(라벨링 모음의 항목)

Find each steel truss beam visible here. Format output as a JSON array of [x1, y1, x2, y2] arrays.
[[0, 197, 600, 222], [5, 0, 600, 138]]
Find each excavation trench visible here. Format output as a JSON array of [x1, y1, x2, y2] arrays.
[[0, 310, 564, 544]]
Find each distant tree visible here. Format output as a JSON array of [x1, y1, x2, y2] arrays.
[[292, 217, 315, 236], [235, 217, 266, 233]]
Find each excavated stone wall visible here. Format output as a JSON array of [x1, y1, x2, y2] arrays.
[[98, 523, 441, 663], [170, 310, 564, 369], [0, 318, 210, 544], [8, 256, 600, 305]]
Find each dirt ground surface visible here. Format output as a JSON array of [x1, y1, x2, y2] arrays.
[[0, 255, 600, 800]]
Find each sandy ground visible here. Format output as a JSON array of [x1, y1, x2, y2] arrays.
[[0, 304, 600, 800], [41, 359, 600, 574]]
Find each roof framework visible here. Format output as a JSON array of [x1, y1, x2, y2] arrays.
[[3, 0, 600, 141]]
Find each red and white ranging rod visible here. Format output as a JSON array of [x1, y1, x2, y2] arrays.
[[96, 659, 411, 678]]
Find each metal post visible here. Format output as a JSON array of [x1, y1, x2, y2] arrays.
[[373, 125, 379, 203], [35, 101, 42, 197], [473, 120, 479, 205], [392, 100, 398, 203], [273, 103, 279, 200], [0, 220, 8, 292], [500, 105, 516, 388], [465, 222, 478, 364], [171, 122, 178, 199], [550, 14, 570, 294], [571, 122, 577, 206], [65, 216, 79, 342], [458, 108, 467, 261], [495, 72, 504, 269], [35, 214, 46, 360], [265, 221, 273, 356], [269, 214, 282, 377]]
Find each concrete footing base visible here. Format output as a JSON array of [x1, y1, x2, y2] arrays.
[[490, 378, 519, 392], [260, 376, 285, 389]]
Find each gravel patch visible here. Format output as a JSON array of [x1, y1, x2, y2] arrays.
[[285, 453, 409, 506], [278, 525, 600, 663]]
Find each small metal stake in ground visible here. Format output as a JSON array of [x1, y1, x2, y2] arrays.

수행 과제 -
위 기록에서 "Find"라는 단어가 들어 있는 줄을 모두 찾아 한데 모으세요.

연습 결과 -
Find each steel truss beam visible here. Format output as a JSON array of [x1, y1, x2, y2] arrays.
Find each excavation trench visible here. Format output as a JSON array of [x1, y1, x2, y2] arrays.
Find each distant tree visible here. Format output as a JSON array of [x1, y1, x2, y2] arrays.
Find each excavated stone wall visible here. Format output as a JSON array of [x1, y1, x2, y2] arrays.
Find each dirt ground surface visible here. Format output as a JSON array of [x1, y1, x2, y2] arrays.
Find each sandy ground visible here. Format output as a JSON array of [x1, y1, x2, y2] arrays.
Find each roof framework visible here. Format output as a JSON array of [x1, y1, x2, y2] arrays.
Find each red and white ranging rod visible here. Format output as a JSON array of [x1, y1, x2, y2] arrays.
Find each metal post visible here. Format output as a JSON array of [x1, y1, x2, y2] arrays.
Find each concrete footing base visible here. Format output as a JSON array of [x1, y1, x2, y2] arrays.
Find each gravel patch visible here. Format output as a JSON array of [x1, y1, x2, y2] arrays.
Find each small metal stake in ground visible here. Format output as a JSON array of [x1, y1, x2, y2] arrays.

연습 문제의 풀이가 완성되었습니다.